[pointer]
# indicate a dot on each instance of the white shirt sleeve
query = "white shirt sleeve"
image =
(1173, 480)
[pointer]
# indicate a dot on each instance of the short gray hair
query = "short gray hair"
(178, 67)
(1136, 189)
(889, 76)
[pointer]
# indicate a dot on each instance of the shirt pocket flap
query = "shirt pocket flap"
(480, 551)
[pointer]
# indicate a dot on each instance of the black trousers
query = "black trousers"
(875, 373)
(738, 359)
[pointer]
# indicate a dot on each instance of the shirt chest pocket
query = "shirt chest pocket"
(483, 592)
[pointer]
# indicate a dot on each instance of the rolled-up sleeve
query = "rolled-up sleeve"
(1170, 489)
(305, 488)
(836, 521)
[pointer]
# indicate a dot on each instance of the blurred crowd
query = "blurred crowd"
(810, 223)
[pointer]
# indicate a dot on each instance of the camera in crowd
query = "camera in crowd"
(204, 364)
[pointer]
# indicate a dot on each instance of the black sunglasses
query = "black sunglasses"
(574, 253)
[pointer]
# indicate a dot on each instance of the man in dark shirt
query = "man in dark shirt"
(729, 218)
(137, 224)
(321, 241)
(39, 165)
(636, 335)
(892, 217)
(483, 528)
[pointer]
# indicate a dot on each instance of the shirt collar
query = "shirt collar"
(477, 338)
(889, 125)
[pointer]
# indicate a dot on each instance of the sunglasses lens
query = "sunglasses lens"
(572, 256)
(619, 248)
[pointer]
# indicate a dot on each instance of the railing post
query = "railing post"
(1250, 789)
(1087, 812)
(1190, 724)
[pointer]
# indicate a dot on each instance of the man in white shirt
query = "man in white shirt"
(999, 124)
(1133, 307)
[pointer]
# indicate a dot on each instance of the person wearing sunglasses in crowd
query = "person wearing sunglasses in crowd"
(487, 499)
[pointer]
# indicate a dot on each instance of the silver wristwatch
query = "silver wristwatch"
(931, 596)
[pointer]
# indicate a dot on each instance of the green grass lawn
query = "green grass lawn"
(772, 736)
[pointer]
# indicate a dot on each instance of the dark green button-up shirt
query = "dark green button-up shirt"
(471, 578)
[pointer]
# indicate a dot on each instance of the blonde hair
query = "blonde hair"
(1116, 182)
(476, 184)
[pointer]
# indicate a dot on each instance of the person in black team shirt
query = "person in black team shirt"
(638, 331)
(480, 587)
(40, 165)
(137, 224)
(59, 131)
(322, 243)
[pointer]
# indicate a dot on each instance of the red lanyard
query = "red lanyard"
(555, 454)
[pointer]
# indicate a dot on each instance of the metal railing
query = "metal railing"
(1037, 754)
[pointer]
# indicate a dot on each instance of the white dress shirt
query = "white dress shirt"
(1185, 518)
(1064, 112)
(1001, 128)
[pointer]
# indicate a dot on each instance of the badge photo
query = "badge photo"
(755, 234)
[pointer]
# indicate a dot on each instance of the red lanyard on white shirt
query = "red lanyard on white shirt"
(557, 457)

------------------------------------------------------------

**What the task asks**
Write out every line of the material again, exactly as it reads.

**Exercise result**
[pointer]
# indicate a dot on each instance of the white shirt sleeve
query = "white shirt sleeve"
image =
(1173, 480)
[pointer]
# indicate a dot on each instance of the short gray hair
query = "short gray hair"
(178, 67)
(1136, 189)
(889, 76)
[pointer]
# indicate a dot on each instance of the shirt pocket flap
query = "shirt pocket flap"
(480, 551)
[pointer]
# indicate a dot on each instance of the black trousers
query = "black trousers"
(875, 373)
(738, 359)
[pointer]
# indicate a dot on each instance of the shirt chest pocket
query = "shirt chest pocket"
(483, 592)
[pointer]
# indicate a dot on each instance of the rolled-up sleeve
query = "rolled-up sleeve"
(1170, 489)
(305, 488)
(836, 521)
[pointer]
# indicate a dot on each instance of the blurred crowd
query = "blurred crowd"
(810, 223)
[pointer]
# indicate a dot on each instance of the camera in crowd
query = "camera in crowd"
(204, 364)
[pointer]
# indicate a dot on each instance of the black sunglasses
query = "black sunglasses"
(574, 253)
[pointer]
# indicate a dot on each instance of the man in dark shirt
query = "man in dark shirt"
(729, 218)
(137, 224)
(321, 241)
(39, 165)
(636, 335)
(892, 217)
(483, 528)
[pointer]
# indicate a dot on each instance of the shirt collar
query = "shirt collar"
(477, 338)
(889, 125)
[pointer]
# indicate a dot on each instance of the sunglasses lens
query = "sunglasses lens"
(572, 256)
(619, 248)
[pointer]
# indicate a dot on each instance of the railing post
query = "railing post"
(1250, 789)
(1087, 812)
(1190, 724)
[pointer]
# indicate a dot on each instance of the man in white shirt
query = "man in white shirt"
(999, 124)
(1133, 307)
[pointer]
# indicate a dot on each instance of the person wearing sunglasses in crowd
query = "person wearing sunglasses in crowd"
(487, 499)
[pointer]
# indicate a dot on each instance of the silver wristwatch
query = "silver wristwatch"
(931, 596)
[pointer]
# indicate a dot on each instance of the green grass lawn
query = "green grass lawn"
(772, 736)
[pointer]
# indicate a dot on each instance of the dark green button-up shirt
query = "dark green button-up shirt"
(471, 578)
[pointer]
# indicate a dot on each instance of the blonde hair
query = "blonde hair"
(1116, 182)
(476, 184)
[pointer]
# indicate a dot on each instance of the person in black team shirt
query = "person in black team shirt"
(638, 331)
(480, 587)
(40, 165)
(137, 224)
(59, 131)
(322, 243)
[pointer]
# indicate a dot on each instance of the red lanyard
query = "red lanyard"
(555, 454)
[pointer]
# indicate a dot on each instance of the metal railing
query = "metal railing"
(1037, 754)
[pointer]
# indicate a dot on each instance of the white dress shirt
query = "white dress shirt"
(1185, 518)
(1064, 112)
(1001, 128)
[pointer]
# indicate a dot on each instance of the badge photo
query = "badge photo"
(755, 234)
[pointer]
# indicate a dot on each instance of the red lanyard on white shirt
query = "red lanyard on white shirt"
(557, 457)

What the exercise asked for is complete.